What the task requires: Copy the data exactly from the line that contains "[ ] one point per instance of the water" through the line that contains "[ ] one point per instance of the railing", keeping both end lines and leaving out everything else.

══ Records to use ══

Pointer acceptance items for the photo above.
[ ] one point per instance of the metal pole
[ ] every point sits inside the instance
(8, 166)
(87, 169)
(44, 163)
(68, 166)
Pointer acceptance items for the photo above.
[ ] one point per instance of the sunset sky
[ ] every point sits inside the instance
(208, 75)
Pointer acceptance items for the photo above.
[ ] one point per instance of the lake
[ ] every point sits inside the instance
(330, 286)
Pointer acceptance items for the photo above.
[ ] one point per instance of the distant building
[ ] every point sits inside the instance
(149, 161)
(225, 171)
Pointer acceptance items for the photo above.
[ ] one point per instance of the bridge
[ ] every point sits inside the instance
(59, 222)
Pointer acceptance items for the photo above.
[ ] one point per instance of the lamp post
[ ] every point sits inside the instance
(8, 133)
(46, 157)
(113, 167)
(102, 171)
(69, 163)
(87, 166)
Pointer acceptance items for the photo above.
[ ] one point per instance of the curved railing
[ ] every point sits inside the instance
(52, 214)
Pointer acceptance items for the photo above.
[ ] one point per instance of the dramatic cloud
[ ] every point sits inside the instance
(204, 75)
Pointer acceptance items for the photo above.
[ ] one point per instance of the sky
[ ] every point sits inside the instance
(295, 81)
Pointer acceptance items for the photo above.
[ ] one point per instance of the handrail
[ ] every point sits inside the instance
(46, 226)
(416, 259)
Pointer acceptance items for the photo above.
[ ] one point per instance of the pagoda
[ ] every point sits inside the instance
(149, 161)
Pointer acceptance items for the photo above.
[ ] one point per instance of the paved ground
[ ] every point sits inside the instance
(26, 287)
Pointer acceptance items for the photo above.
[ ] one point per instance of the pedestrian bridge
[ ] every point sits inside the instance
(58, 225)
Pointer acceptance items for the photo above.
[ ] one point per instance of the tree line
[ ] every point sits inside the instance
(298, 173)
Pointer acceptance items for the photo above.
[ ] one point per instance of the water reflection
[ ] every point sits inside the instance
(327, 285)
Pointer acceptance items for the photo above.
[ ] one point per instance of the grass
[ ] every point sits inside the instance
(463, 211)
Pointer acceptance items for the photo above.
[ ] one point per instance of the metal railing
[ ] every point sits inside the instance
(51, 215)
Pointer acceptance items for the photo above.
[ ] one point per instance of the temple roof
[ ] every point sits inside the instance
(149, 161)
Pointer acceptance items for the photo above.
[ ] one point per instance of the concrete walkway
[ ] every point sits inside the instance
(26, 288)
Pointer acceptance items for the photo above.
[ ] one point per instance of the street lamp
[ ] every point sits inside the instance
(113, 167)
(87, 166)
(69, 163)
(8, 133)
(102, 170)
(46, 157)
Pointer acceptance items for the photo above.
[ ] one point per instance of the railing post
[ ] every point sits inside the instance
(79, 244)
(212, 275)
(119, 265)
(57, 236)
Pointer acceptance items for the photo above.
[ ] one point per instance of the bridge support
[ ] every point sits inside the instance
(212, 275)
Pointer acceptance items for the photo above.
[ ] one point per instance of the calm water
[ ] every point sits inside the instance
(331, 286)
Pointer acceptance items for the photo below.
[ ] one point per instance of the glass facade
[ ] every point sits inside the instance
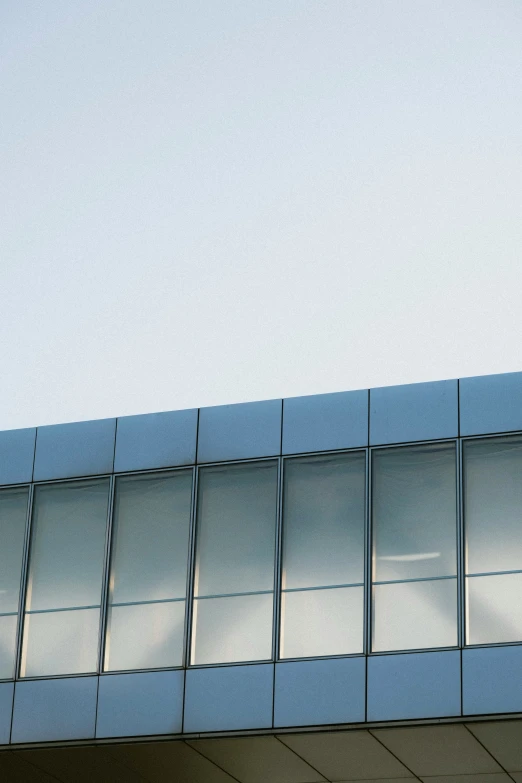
(492, 474)
(65, 578)
(13, 519)
(414, 562)
(235, 563)
(148, 575)
(331, 554)
(322, 579)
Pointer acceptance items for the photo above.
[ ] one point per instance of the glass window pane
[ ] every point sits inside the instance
(145, 636)
(415, 615)
(227, 630)
(323, 538)
(13, 516)
(150, 537)
(60, 643)
(7, 645)
(494, 609)
(493, 504)
(322, 622)
(414, 512)
(236, 529)
(67, 545)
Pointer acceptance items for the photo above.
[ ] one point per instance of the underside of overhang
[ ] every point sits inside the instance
(472, 752)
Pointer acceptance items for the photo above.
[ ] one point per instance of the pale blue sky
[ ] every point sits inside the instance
(223, 200)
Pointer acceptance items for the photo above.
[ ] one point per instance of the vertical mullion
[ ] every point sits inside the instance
(23, 582)
(278, 554)
(368, 565)
(106, 576)
(462, 548)
(191, 565)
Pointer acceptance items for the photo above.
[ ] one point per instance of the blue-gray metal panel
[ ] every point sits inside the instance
(132, 705)
(84, 448)
(243, 431)
(156, 440)
(52, 710)
(229, 698)
(418, 411)
(325, 422)
(17, 455)
(492, 403)
(313, 693)
(491, 680)
(6, 709)
(414, 685)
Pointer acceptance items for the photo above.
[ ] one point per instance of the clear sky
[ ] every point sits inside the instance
(212, 201)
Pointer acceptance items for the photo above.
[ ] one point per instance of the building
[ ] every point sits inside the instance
(322, 588)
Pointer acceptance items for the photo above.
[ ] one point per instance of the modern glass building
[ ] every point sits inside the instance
(322, 588)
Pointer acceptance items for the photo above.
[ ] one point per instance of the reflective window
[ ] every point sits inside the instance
(493, 539)
(148, 576)
(13, 516)
(414, 528)
(234, 575)
(323, 547)
(64, 586)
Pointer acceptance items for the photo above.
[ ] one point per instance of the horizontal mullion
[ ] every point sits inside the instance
(320, 587)
(61, 609)
(146, 603)
(233, 595)
(418, 579)
(495, 573)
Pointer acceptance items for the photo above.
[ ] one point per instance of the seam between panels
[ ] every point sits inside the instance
(278, 738)
(214, 764)
(394, 755)
(34, 453)
(114, 447)
(104, 603)
(12, 716)
(23, 582)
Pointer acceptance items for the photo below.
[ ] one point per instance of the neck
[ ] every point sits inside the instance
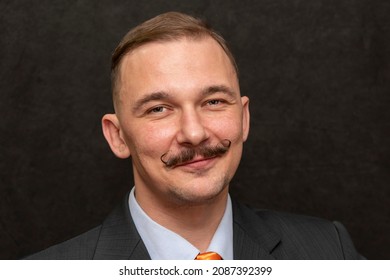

═══

Solution:
[ ] one point per instance of the water reflection
[ ] every point sits inside the instance
(327, 285)
Pointer acceptance items for the photo above.
[ ] one point per instance of the grass
[ ] every point sits inside the instance
(463, 211)
Pointer acceptance items for the photo above.
[ ] one point per instance of the metal railing
[ ] every point sits inside the instance
(51, 215)
Pointer acceptance items for the photo above.
[ ] one point per instance of the temple roof
[ ] every point sits inside the instance
(149, 161)
Pointer acceptance items for the photo above.
[ ] one point per instance of the concrete walkway
[ ] every point sits inside the instance
(26, 288)
Pointer acceptance items for the photo above.
[ ] one point per instance of the street lamp
[ ] every point sits inside the instance
(113, 167)
(87, 166)
(69, 163)
(8, 133)
(102, 170)
(46, 157)
Pointer acceptance items for the photo above.
[ ] one point per instance of the railing post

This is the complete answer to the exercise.